◆ TEXT PASSAGE:
Also specific to the Greerian reality is the fact that semantically collapse is quite commonly mistaken for an instantaneous event. This is quite simply wrong, in fact, it’s so wrong it exists solely in the realms of escapism and quasi-romanticism. No wonder the amount of post-apocalyptic media has increased in recent years, I mean what other generation(s) yearn for a reset button more than those who’ve been promised so much and allowed so little. Media such as Fallout, Mad Max, The 100, The Walking Dead etc aren’t truly horror, not really, for the simply fact that humans are still around and not only are they doing fine, they’re actually doing quite well and in someways progressing in healthier directions that their previous societies. And so at heart all these programs, games etc. is – at the very least – optimism, but also a perception of time in relation to collapse which is simply wrong. We think of ‘collapse’ as the collapse of a table or chair, a quick successive tumble of parts, yet once that which is collapsing grows in complexity (a civilization for instance) then the process of collapse becomes far, far longer. Emphasis on process here, the process of collapse will see chunks of civilization fly of and attempt to be replaced or repaired in relation to their previous standard, slowly but surely everything sort of disintegrates at such a rate that those living within it only notice the stark difference in conditions years later.

◆ GIVEN PROBLEM A:
Could you rewrite the rows from the line that contains "the white shoelace" through the end of the rows, requests included, with -77 added to each coordinate in the answer points? Leave the coordinates in the requests' format samples unchanged.

◆ INPUT RECORDS:

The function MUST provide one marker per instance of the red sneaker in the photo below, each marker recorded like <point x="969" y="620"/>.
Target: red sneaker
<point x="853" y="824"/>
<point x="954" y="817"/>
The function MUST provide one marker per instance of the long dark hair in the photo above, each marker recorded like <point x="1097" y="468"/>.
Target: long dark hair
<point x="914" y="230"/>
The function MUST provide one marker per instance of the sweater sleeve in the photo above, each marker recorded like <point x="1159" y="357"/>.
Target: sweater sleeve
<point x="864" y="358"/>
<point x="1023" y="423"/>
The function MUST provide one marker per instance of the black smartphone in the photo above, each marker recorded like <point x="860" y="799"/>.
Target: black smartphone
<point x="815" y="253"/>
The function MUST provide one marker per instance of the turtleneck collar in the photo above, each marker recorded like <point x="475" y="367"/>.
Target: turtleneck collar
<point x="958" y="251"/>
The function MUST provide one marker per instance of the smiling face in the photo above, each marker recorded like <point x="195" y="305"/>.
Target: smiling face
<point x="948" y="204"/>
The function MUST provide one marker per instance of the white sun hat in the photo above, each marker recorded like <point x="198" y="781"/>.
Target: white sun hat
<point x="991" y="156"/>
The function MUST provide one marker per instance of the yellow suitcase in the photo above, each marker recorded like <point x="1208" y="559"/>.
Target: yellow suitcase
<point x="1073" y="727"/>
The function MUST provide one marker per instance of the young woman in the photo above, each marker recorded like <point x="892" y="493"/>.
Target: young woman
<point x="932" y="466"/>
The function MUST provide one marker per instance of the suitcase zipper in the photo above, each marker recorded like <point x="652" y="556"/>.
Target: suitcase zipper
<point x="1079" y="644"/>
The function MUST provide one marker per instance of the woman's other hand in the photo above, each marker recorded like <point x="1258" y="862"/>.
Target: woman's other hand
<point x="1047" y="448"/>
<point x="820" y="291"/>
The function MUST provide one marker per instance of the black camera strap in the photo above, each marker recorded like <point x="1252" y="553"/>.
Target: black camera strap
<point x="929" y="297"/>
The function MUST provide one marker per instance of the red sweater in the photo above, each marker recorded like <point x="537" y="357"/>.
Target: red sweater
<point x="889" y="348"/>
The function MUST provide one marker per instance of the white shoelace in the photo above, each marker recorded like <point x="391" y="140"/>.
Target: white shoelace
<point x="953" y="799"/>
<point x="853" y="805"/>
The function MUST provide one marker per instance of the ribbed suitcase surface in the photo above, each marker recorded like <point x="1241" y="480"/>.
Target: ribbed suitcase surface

◆ GIVEN PROBLEM B:
Which post-apocalyptic media titles does the passage on collapse list?

◆ FINAL ANSWER A:
The function MUST provide one marker per instance of the white shoelace in the photo above, each marker recorded like <point x="391" y="140"/>.
Target: white shoelace
<point x="876" y="722"/>
<point x="776" y="728"/>
The function MUST provide one marker per instance of the ribbed suitcase surface in the photo above, each marker recorded like <point x="1241" y="480"/>.
Target: ribbed suitcase surface

◆ FINAL ANSWER B:
Fallout, Mad Max, The 100, The Walking Dead